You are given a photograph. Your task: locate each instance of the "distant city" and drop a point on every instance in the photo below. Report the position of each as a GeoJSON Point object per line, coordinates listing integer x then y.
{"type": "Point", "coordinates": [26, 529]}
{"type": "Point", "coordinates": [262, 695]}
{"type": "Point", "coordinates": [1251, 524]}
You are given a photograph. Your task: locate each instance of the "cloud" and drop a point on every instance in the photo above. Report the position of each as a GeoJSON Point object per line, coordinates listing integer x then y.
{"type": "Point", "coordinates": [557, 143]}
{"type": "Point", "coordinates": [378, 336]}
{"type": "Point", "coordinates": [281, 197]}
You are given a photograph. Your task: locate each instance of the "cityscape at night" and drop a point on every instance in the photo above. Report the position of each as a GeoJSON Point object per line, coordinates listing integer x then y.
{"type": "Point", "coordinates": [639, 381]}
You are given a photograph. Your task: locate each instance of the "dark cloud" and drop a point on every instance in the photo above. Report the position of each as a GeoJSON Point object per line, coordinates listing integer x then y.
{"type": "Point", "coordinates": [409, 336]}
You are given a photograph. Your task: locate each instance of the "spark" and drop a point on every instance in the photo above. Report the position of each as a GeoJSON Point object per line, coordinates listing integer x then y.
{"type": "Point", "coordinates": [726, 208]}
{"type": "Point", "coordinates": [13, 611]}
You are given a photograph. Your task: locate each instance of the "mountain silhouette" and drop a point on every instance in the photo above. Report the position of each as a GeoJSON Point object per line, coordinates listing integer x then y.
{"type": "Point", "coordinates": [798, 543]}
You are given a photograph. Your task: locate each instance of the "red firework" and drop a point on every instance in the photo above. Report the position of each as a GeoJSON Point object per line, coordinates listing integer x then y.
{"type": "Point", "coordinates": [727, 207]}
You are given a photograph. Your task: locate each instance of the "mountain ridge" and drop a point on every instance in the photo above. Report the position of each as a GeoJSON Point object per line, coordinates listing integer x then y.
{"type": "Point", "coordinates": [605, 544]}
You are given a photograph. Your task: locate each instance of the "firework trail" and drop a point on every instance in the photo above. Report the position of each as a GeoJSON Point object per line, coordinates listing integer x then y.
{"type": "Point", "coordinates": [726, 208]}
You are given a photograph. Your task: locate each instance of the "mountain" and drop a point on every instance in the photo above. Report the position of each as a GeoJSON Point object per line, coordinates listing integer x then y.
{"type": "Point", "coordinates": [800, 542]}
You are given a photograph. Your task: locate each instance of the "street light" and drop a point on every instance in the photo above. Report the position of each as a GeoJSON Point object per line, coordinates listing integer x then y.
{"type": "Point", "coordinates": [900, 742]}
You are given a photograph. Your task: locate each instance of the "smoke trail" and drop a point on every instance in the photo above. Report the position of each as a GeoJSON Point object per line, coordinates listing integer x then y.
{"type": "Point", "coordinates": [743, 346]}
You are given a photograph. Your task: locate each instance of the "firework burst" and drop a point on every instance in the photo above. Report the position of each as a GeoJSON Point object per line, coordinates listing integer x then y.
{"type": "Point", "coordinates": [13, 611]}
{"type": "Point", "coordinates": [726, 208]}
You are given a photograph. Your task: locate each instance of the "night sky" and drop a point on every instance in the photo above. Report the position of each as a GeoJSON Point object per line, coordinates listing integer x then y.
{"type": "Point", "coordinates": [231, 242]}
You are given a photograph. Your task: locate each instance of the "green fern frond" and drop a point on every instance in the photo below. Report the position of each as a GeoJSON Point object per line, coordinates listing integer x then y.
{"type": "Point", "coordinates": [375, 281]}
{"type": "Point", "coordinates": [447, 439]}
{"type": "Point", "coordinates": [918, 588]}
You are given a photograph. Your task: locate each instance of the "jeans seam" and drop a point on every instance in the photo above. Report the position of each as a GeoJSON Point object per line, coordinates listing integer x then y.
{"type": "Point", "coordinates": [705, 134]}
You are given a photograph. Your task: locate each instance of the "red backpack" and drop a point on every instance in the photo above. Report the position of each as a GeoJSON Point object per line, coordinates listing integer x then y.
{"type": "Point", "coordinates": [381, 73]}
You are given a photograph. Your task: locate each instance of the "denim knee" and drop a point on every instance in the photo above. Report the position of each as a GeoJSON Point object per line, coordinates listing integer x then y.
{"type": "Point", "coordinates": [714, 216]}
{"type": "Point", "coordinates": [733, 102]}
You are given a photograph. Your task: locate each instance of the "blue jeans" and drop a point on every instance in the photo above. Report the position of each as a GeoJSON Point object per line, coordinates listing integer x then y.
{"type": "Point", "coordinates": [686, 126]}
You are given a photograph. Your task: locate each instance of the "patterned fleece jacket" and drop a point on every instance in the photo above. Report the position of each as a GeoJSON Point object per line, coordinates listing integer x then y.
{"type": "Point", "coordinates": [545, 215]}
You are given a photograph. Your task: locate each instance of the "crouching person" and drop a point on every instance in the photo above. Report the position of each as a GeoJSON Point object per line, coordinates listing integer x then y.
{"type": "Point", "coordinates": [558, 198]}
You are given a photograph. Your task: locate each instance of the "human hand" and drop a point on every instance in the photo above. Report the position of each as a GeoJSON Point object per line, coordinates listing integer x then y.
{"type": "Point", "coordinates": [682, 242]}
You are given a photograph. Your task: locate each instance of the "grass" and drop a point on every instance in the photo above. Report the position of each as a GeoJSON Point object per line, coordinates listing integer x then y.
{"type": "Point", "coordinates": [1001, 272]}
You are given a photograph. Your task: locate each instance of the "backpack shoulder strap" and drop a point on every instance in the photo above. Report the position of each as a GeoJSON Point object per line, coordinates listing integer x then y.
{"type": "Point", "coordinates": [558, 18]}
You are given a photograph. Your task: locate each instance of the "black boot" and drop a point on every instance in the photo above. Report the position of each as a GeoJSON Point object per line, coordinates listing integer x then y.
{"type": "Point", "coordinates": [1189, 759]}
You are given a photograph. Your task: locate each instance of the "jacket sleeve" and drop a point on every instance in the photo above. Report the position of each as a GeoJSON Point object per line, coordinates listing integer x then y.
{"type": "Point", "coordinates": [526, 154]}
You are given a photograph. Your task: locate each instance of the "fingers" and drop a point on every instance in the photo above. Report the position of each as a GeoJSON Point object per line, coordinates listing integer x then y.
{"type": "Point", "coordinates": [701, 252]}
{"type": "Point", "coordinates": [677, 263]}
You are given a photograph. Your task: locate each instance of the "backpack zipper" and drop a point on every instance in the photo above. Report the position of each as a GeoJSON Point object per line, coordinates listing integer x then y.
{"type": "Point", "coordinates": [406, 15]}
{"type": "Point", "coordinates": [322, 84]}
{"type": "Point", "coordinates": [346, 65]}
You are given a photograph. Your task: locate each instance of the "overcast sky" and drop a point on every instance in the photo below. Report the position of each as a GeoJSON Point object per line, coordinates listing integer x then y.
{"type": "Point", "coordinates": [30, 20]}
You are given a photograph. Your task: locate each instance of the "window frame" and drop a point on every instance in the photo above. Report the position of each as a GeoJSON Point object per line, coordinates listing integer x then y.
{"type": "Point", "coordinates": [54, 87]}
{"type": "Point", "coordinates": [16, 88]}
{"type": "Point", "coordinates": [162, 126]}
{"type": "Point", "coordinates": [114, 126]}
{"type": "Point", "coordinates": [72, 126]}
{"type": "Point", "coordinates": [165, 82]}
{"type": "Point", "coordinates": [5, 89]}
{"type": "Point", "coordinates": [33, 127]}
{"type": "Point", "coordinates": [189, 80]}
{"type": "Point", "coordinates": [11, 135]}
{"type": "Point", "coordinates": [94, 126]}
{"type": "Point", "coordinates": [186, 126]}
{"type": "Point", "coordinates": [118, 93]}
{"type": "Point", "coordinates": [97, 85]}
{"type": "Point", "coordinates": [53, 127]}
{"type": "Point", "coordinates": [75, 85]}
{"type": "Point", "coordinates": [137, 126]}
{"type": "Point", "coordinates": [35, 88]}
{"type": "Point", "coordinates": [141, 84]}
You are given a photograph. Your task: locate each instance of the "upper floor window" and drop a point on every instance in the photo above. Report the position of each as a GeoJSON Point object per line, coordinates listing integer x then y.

* * *

## GIVEN TASK
Extract every line of the records above that contains the string "crouching", matching case exactly.

## EXPECTED ANSWER
You are given a photograph. Your task: locate each instance of the "crouching person" and drop a point on every instance in the photo above. Report the position of each as a GeoJSON Point object per line, coordinates listing integer x then y.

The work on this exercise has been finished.